Task requirements:
(1) In the Mother’s Day letter, copy everything from "Mother’s Day —" down to "not read them.", replacing "NPR" with "public radio".
(2) According to the Mother’s Day letter, how many other women come close to dying in and around childbirth for every maternal death in the US?

Excerpt provided:
Mother’s Day — it’s complicated

Dear President Trump,

How was Mother’s Day for your family? I hope you and Barron showed Melania a nice time today.

It’s been kind of a mixed Mother’s Day weekend for us. Honestly, no matter what’s happening, it’s always a little hard because our son’s death hovers in the background every year. There was an NPR piece this week reporting on the US’s tremendously high maternal mortality rate and the fact that for every maternal death, 70 other women come close to dying in and around childbirth. I’ve told you before about how close I came to dying and the horrible situation we faced when it was clear I couldn’t stay pregnant long enough for him to survive and every minute I remained pregnant endangered me. You’d think I would avoid reading articles like that, but it’s sort of like a moth to flame – I can’t not read them.

Material provided:
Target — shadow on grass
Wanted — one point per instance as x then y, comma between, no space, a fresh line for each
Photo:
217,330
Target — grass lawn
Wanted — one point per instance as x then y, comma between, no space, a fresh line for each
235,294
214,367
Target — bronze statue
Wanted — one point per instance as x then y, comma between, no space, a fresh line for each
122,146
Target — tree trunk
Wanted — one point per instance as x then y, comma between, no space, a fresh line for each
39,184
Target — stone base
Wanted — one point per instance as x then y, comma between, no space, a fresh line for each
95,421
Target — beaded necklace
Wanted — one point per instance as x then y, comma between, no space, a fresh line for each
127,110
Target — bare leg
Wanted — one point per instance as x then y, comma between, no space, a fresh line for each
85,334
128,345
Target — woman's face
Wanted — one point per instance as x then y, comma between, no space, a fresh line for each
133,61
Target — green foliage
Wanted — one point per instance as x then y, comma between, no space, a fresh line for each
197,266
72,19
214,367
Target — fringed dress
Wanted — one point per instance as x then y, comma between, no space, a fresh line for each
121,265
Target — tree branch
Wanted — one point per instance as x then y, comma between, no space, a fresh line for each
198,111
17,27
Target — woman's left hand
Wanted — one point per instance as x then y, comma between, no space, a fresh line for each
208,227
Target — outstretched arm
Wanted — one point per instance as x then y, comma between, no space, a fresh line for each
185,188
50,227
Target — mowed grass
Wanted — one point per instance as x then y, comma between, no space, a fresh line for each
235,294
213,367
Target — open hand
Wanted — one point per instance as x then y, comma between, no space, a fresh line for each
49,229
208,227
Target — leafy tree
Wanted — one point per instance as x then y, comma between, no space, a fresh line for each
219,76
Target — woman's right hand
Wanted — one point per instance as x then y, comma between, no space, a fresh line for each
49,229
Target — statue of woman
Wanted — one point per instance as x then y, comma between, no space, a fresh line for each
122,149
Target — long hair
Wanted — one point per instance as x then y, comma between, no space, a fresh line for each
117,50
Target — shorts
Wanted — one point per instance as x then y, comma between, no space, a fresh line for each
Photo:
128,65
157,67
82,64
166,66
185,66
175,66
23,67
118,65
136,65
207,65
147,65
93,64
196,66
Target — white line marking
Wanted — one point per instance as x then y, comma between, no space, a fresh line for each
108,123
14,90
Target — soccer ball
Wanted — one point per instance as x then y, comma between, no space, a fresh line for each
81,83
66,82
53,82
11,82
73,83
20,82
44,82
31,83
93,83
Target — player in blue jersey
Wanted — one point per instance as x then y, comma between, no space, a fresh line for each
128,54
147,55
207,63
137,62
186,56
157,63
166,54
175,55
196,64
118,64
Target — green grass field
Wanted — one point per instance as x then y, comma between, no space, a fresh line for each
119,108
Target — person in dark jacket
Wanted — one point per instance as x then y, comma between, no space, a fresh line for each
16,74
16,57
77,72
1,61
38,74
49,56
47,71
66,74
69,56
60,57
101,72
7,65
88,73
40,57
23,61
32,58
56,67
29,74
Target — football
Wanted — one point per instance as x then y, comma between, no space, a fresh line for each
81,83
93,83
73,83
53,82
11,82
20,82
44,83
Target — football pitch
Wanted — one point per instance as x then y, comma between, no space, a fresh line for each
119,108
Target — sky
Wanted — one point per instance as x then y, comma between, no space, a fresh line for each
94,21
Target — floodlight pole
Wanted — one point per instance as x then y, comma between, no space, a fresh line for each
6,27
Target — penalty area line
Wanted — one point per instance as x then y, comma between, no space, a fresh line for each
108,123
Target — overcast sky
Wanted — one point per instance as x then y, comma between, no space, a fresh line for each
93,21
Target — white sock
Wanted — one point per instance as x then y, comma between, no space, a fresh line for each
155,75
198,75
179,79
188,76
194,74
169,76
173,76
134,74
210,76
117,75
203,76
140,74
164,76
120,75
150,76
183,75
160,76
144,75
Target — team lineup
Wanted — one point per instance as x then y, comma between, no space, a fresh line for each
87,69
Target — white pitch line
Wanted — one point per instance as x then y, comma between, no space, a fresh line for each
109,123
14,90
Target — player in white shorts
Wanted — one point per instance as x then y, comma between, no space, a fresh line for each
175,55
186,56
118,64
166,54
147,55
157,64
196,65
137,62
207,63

Answers to the exercise:
(1)
Mother’s Day — it’s complicated

Dear President Trump,

How was Mother’s Day for your family? I hope you and Barron showed Melania a nice time today.

It’s been kind of a mixed Mother’s Day weekend for us. Honestly, no matter what’s happening, it’s always a little hard because our son’s death hovers in the background every year. There was an public radio piece this week reporting on the US’s tremendously high maternal mortality rate and the fact that for every maternal death, 70 other women come close to dying in and around childbirth. I’ve told you before about how close I came to dying and the horrible situation we faced when it was clear I couldn’t stay pregnant long enough for him to survive and every minute I remained pregnant endangered me. You’d think I would avoid reading articles like that, but it’s sort of like a moth to flame – I can’t not read them.

(2) 70